**AIM OF THE EXERCISE:** Starting with the line containing "Task: each instance of the yellow" and going through the line containing "[[254, 344]]", give those listing lines again with "poached egg" changed to "boiled egg" and everything else the same.
[Start of DATA ROWS]
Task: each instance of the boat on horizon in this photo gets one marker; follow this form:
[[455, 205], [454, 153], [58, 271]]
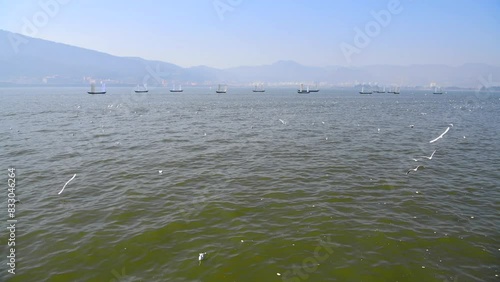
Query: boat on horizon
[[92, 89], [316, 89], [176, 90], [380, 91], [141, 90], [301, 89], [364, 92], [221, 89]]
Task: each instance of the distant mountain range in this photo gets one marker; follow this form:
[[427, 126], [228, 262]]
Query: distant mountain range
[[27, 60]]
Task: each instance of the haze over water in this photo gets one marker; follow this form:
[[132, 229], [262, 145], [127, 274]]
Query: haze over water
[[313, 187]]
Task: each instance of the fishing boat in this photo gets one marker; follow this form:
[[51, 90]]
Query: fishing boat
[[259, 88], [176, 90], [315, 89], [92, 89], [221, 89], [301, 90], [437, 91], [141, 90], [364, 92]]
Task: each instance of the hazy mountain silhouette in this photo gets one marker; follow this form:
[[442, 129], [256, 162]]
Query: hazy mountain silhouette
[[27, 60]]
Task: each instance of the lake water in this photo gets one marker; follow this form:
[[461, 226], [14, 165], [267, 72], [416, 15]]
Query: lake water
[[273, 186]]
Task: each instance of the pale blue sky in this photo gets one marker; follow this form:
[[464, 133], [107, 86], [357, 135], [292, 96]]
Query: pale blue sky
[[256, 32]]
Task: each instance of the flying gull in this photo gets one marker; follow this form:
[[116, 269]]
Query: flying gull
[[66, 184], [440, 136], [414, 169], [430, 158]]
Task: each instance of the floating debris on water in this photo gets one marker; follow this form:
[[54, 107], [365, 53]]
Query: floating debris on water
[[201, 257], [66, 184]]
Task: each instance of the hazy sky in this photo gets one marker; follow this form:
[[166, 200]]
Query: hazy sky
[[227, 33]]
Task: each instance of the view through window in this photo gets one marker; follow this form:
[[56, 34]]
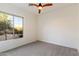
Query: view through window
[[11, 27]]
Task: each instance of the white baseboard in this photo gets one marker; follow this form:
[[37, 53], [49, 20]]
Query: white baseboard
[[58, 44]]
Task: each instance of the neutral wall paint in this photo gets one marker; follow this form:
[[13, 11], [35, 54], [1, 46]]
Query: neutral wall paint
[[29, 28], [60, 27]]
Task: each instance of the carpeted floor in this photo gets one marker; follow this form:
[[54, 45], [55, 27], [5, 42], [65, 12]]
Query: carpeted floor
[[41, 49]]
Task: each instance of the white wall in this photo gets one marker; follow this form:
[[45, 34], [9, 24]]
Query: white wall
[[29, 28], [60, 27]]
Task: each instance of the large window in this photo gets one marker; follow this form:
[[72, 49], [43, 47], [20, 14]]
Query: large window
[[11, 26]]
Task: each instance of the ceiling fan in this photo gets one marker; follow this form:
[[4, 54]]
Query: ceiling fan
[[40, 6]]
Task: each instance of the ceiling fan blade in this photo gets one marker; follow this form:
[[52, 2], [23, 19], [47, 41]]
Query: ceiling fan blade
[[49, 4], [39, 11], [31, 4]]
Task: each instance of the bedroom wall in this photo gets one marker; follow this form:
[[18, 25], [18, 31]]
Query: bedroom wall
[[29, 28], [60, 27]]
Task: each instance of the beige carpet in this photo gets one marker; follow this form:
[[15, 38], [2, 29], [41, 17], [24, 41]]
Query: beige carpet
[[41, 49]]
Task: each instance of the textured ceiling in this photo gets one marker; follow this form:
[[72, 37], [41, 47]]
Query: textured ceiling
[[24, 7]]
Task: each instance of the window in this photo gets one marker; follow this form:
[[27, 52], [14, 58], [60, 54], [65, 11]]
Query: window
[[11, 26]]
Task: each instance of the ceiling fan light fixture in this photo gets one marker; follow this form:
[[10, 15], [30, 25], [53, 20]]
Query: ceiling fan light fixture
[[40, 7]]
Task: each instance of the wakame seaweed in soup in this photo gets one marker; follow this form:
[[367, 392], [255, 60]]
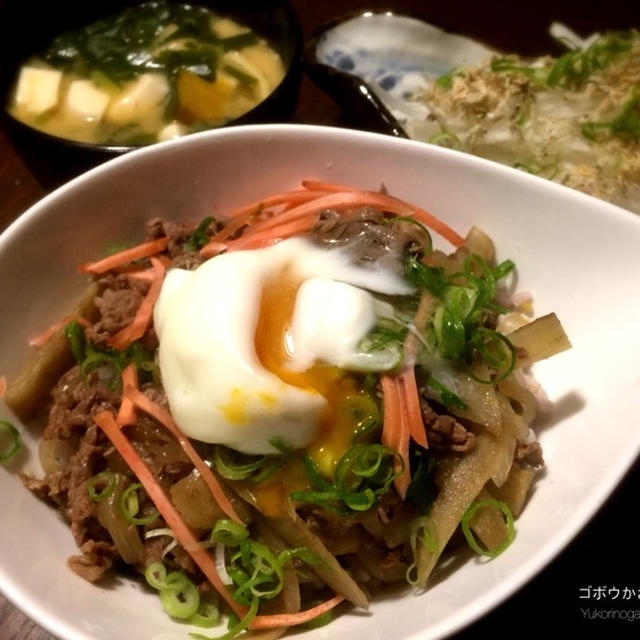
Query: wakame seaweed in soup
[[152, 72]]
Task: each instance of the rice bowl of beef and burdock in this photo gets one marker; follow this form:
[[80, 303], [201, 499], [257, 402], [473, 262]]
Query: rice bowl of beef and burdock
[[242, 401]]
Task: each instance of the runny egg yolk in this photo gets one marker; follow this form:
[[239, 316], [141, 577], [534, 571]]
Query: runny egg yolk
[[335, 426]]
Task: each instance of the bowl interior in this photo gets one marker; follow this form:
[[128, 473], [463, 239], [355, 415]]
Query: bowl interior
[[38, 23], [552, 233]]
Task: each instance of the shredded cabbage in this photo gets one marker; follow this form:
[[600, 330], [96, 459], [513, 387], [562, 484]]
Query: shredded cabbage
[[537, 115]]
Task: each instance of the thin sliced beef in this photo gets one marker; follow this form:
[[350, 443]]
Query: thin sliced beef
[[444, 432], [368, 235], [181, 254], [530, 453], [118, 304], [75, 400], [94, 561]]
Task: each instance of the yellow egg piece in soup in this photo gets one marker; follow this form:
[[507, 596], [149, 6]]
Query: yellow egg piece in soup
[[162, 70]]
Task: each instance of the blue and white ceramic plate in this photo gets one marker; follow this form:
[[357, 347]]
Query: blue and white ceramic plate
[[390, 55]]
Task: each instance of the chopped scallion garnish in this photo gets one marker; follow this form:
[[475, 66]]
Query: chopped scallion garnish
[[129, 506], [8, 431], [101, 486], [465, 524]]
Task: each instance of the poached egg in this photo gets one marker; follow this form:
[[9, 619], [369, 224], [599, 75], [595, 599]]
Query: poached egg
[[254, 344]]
[End of DATA ROWS]
[Start of DATA ROWS]
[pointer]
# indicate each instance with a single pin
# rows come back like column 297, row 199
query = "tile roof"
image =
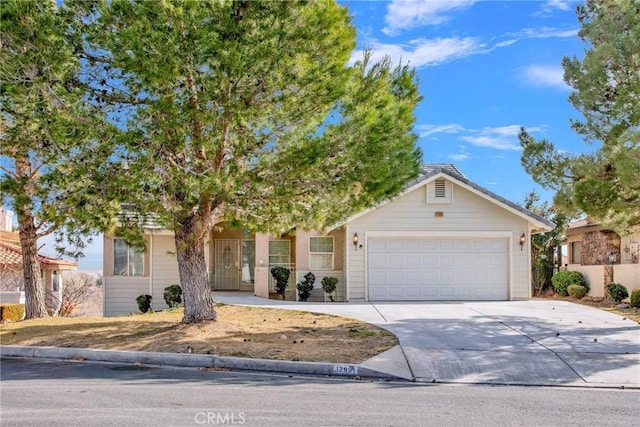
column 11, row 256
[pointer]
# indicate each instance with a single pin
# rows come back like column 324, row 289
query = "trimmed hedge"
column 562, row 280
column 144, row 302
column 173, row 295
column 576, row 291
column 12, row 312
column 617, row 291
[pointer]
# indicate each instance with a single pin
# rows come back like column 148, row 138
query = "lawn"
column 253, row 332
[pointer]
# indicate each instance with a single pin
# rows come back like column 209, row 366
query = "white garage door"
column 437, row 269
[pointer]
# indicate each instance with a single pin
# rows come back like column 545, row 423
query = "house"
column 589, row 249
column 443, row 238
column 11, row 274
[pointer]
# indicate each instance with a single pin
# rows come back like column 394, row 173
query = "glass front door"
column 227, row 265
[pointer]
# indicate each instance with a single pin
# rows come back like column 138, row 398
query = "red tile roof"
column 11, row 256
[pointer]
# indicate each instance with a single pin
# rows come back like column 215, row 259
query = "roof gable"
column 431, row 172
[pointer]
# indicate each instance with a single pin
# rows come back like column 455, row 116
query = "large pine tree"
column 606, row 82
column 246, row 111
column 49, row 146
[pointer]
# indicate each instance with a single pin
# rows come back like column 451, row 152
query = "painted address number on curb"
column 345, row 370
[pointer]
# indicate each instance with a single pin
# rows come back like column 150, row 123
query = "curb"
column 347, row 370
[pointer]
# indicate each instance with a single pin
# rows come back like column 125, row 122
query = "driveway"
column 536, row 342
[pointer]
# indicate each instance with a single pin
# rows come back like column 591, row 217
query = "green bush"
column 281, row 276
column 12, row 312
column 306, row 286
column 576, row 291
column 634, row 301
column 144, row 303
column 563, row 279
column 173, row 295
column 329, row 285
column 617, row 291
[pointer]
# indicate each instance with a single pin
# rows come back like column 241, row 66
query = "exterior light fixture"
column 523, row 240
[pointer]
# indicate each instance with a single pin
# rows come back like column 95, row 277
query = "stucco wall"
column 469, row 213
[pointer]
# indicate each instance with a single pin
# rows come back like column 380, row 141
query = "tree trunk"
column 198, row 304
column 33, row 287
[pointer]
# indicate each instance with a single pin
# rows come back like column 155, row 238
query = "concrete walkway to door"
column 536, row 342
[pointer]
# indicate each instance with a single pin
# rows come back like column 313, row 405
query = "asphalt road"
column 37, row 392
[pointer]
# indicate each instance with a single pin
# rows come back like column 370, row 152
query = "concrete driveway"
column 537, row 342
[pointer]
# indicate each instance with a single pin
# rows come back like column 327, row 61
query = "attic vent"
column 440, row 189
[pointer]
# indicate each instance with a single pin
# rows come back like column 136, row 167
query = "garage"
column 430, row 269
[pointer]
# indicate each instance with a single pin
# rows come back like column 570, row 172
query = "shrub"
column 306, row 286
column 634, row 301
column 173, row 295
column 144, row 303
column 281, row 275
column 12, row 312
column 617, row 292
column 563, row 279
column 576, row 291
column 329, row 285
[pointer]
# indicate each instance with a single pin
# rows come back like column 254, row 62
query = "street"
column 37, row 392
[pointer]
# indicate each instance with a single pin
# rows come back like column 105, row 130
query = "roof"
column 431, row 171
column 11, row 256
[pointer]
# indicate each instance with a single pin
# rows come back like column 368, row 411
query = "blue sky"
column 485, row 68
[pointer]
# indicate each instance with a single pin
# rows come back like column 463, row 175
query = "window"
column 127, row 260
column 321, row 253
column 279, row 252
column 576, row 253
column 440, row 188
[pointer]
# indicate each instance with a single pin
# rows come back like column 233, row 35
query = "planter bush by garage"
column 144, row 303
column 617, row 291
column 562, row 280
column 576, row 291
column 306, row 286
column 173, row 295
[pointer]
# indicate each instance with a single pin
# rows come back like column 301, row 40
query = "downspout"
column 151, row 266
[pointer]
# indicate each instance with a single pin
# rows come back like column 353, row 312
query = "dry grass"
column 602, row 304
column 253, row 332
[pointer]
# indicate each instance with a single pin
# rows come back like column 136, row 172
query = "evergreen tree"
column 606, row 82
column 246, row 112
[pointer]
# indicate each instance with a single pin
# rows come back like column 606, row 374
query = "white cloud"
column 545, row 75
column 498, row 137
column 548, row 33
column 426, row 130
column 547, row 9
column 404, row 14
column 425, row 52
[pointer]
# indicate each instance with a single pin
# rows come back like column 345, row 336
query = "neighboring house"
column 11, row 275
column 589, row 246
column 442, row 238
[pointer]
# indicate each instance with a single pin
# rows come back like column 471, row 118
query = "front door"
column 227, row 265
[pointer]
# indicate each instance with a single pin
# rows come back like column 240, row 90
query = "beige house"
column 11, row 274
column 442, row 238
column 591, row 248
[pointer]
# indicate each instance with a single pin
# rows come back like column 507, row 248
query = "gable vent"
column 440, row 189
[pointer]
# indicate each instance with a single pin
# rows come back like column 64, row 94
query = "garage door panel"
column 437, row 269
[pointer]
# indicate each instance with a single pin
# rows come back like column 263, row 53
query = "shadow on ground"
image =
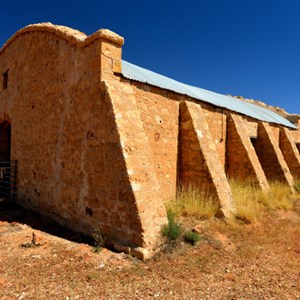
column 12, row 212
[End of DATA ROWS]
**SOLUTION BELOW:**
Task: each instance of the yellow egg piece in soup in this photo gets one marker; follow this form:
[[507, 596], [149, 6]]
Query: yellow egg piece in soup
[[162, 70]]
Task: each instance of the blue and white ceramic plate in this photo gets one marker; follow this form:
[[357, 347]]
Query: blue and white ceramic plate
[[390, 55]]
Task: each instance of the chopped scallion garnish in this photo gets one marker; follow this form:
[[475, 66]]
Query: chopped scallion garnish
[[129, 506], [8, 431], [101, 486], [465, 524]]
Task: each instance of the boiled egg in this photo gets one marker; follow this form:
[[9, 619], [369, 224], [599, 75], [595, 599]]
Query: boiled egg
[[254, 344]]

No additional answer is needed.